### OPDRACHTGEGEVENS
————————
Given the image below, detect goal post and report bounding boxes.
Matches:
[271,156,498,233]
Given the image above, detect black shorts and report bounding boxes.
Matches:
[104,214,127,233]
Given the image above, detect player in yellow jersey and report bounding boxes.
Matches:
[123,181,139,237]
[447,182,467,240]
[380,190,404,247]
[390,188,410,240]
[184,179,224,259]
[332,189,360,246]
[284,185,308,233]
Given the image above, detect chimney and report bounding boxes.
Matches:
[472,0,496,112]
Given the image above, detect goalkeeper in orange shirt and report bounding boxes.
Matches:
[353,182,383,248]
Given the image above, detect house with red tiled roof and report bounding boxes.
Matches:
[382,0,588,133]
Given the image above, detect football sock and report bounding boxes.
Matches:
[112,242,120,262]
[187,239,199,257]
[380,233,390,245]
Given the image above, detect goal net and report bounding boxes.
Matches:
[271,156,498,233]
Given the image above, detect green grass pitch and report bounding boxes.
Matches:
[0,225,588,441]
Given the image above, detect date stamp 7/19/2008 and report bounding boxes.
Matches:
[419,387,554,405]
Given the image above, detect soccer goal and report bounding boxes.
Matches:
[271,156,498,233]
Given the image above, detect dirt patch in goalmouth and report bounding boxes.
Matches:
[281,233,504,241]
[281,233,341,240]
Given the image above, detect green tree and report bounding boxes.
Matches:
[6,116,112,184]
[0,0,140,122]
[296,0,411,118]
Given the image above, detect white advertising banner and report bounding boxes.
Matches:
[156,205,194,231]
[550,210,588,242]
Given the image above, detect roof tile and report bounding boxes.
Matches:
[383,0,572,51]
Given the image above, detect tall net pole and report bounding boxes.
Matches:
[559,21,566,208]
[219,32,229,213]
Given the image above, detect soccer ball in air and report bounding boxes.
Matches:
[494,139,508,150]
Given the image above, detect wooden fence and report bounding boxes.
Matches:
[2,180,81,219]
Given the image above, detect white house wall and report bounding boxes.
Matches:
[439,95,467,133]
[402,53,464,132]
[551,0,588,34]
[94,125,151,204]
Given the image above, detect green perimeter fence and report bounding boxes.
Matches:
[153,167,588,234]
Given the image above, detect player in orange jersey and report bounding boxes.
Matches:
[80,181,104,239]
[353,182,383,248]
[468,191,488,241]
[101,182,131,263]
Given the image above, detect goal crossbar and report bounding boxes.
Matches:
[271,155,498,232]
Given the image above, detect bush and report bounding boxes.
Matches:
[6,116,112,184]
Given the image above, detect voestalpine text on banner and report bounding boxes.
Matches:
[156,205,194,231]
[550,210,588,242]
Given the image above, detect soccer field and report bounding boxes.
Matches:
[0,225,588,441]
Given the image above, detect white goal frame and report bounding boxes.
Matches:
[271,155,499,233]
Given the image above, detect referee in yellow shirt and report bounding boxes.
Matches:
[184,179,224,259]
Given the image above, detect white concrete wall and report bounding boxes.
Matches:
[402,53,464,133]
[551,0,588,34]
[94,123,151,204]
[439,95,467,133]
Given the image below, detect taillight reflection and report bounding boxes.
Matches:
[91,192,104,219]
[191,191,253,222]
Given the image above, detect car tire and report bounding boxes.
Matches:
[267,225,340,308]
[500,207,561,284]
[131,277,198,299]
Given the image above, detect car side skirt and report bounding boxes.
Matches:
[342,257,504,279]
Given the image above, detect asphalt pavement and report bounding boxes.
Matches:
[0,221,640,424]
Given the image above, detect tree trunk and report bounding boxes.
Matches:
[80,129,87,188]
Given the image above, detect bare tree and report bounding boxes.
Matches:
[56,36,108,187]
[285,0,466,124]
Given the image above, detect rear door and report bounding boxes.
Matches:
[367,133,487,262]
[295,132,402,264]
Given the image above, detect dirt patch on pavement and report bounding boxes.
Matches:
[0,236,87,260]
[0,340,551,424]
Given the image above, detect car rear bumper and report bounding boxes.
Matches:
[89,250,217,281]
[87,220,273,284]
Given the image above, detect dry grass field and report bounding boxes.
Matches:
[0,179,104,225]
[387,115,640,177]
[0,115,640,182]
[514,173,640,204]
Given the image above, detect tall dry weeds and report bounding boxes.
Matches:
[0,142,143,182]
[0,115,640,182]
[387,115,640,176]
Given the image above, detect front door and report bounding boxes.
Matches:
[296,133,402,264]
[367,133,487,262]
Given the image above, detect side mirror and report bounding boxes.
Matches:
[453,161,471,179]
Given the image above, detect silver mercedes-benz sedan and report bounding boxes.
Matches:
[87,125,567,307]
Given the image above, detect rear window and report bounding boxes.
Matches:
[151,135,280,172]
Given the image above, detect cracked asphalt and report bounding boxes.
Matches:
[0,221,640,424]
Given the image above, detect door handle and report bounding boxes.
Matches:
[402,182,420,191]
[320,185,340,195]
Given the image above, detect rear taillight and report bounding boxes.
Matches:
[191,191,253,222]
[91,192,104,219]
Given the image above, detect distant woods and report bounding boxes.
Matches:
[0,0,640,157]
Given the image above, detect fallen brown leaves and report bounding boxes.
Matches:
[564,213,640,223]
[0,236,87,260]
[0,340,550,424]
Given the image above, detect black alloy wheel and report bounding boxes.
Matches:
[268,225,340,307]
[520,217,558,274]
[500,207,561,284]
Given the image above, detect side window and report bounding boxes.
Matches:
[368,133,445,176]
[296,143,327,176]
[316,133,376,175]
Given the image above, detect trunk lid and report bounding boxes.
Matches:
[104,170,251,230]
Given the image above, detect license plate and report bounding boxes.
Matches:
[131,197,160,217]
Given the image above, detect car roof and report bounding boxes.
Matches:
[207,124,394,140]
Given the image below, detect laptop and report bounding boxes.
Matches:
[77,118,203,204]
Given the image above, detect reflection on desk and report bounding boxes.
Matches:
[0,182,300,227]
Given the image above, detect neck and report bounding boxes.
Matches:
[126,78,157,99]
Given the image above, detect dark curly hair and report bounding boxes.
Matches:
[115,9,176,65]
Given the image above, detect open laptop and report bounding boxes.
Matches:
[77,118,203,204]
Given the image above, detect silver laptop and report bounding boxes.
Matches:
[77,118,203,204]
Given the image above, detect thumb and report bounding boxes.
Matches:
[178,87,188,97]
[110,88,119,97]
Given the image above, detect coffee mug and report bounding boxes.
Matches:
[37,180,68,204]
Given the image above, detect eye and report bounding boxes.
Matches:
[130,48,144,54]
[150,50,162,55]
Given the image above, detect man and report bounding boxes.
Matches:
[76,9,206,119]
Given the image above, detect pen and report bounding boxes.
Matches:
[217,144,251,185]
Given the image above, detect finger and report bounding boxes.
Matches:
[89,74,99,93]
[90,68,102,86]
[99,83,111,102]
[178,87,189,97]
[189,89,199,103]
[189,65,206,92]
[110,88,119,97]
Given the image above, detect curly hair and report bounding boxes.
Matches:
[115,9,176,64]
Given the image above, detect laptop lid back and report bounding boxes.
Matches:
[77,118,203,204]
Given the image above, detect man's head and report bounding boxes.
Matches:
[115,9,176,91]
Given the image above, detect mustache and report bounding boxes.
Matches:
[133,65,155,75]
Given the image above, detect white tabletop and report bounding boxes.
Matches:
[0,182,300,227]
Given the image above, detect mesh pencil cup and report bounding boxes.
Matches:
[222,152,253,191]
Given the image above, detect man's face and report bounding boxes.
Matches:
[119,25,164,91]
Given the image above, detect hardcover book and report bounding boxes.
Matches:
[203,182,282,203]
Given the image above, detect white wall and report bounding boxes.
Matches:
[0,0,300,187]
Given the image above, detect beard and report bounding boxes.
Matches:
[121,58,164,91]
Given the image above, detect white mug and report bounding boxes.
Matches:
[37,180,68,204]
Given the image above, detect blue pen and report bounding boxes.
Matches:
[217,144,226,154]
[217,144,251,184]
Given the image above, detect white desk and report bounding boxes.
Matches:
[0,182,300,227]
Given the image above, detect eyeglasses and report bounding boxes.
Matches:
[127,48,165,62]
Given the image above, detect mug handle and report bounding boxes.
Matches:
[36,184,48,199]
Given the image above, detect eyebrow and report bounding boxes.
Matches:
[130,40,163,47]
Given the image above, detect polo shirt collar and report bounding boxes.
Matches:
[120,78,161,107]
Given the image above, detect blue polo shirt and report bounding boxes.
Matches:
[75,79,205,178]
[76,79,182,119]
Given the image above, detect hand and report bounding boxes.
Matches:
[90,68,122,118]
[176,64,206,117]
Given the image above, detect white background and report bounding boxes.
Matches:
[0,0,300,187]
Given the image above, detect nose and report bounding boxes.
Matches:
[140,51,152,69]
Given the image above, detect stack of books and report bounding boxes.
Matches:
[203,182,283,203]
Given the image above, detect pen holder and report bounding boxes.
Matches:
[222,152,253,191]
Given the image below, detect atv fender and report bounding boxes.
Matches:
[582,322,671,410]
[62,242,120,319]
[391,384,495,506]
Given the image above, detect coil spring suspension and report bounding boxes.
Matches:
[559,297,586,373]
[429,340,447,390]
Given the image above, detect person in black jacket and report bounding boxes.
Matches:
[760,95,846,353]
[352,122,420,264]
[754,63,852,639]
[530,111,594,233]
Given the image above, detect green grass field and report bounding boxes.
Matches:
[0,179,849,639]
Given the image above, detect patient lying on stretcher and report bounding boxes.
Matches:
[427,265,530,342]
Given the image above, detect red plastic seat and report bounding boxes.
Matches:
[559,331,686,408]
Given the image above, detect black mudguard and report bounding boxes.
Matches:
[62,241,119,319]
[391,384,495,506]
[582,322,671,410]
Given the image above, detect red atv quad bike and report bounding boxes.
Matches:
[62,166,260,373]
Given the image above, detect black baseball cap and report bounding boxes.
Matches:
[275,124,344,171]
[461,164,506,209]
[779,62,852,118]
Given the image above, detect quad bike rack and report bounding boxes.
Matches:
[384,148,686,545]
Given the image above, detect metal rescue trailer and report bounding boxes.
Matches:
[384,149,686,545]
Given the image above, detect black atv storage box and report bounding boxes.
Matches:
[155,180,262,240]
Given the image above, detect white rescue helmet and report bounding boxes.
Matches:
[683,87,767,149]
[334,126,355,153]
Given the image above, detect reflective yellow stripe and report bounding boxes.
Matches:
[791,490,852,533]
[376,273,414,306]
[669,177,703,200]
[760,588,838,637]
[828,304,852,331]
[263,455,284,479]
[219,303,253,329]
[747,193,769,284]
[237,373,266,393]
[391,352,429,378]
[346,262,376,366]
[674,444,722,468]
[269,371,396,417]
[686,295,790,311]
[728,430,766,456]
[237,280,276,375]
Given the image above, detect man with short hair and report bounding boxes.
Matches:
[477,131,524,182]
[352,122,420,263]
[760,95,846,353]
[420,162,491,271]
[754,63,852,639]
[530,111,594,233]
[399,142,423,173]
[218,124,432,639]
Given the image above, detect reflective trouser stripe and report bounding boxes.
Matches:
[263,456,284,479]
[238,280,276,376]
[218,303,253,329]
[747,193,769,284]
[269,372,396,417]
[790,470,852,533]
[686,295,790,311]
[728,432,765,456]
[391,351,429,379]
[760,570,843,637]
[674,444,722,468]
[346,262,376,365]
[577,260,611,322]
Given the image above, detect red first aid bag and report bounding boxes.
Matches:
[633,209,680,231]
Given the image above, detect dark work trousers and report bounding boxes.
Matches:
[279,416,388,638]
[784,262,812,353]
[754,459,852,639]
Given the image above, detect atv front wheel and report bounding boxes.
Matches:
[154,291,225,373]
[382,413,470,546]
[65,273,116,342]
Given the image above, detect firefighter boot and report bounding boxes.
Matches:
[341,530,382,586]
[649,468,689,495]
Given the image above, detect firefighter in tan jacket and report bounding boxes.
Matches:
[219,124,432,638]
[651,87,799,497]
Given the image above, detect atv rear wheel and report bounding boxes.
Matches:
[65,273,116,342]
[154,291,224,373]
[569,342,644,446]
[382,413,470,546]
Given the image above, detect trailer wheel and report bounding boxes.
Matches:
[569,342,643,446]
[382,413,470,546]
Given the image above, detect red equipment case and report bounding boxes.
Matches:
————————
### JOUW OPDRACHT
Geef de regels vanaf de regel met "Given the image above, detect soccer field" tot en met de regel met "[342,257,504,279]" letterlijk terug, beide grensregels inbegrepen.

### HET ANTWOORD
Given the image above, detect soccer field and report bounding boxes.
Matches:
[0,225,588,441]
Given the image above, detect white goal frame and report bounding boxes.
Matches:
[271,155,499,233]
Given the image above, detect referee in yellow shirt and report bounding boxes.
Matches:
[184,179,224,259]
Given the image above, detect white concrete wall and report bounding boxes.
Matches:
[402,53,464,133]
[551,0,588,34]
[94,123,151,204]
[439,95,467,133]
Given the image below, detect taillight reflection and report bounding boxes.
Matches:
[91,192,104,219]
[191,191,253,222]
Given the image above, detect car tire and report bounding boxes.
Matches:
[267,225,340,308]
[500,207,561,284]
[131,277,198,299]
Given the image above, detect car side skirt and report bounding boxes.
Matches:
[342,257,504,279]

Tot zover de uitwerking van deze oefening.